Repeat the lines below word for word, from the line containing "For each <instance>" up to and including the line containing "box: [138, 54, 343, 206]".

[Stored data entries]
*** Begin section ***

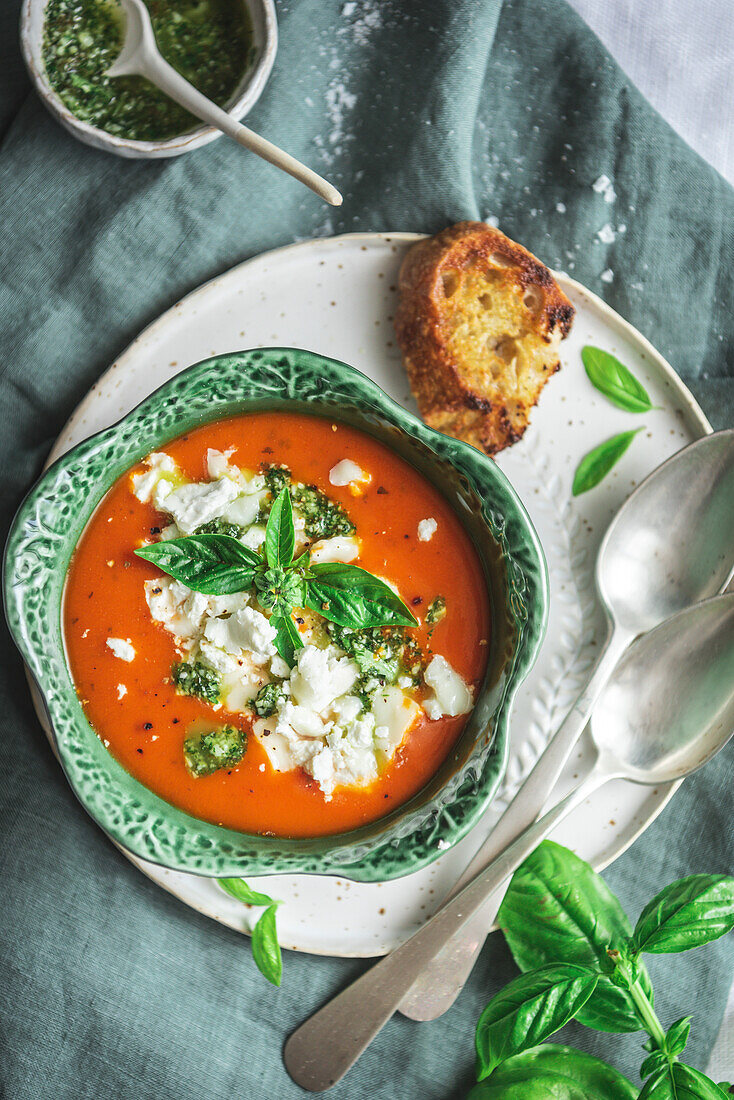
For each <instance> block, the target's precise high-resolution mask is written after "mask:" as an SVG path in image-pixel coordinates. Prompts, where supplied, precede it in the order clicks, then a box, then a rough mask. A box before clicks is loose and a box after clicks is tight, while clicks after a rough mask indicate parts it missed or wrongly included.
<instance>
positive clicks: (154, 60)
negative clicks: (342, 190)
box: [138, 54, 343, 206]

*** End section ***
*** Begin section ***

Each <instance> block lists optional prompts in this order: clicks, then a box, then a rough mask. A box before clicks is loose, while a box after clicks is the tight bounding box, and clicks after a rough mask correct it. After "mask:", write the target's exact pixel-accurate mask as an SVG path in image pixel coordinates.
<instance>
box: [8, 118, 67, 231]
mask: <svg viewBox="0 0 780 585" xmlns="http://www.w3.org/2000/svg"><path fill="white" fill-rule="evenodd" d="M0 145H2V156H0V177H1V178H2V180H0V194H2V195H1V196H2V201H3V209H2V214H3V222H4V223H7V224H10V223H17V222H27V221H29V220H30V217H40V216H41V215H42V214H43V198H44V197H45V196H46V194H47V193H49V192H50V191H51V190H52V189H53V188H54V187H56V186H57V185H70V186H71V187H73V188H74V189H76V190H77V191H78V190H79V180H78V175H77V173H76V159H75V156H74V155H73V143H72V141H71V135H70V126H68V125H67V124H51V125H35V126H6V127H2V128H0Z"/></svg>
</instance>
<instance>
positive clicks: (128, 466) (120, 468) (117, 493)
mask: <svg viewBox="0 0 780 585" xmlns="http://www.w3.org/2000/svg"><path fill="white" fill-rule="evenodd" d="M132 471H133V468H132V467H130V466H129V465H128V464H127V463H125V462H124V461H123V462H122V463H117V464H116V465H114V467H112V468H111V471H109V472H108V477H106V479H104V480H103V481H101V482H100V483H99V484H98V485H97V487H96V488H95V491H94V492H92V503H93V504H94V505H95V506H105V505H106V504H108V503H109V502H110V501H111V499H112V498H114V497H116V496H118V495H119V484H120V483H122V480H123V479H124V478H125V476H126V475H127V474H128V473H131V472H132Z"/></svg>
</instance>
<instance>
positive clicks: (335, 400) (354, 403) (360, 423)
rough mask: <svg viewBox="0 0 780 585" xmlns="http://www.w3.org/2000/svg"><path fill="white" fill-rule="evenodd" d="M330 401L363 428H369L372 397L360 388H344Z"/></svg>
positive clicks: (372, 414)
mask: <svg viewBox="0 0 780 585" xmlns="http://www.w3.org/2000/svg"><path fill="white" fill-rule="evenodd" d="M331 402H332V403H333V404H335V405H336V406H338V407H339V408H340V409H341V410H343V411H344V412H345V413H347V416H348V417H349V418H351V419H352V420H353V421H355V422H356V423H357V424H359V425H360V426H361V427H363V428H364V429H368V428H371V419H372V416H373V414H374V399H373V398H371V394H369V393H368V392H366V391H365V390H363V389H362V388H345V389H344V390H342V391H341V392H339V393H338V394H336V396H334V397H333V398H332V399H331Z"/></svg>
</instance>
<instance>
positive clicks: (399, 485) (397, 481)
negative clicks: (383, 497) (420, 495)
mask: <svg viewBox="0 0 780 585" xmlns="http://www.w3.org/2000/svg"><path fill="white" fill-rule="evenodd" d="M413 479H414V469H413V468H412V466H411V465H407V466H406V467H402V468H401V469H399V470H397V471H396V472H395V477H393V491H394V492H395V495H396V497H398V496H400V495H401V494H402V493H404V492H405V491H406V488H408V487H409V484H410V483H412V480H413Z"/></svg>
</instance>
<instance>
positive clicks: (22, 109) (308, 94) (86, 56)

*** End section ***

--- Solution to the problem ---
For each <instance> block, the target's precise high-resolution mask is written after "mask:" as an SVG path in image-pixel coordinates. Prompts, where supplied, precede it in the order clicks, then a box, then a rough mask. A box before clicks is loose and a box after clicks is tight, while clicks after a rough mask indicate parts it missed or wrongly included.
<instance>
positive clicks: (154, 60)
negative clicks: (342, 190)
box: [138, 54, 343, 206]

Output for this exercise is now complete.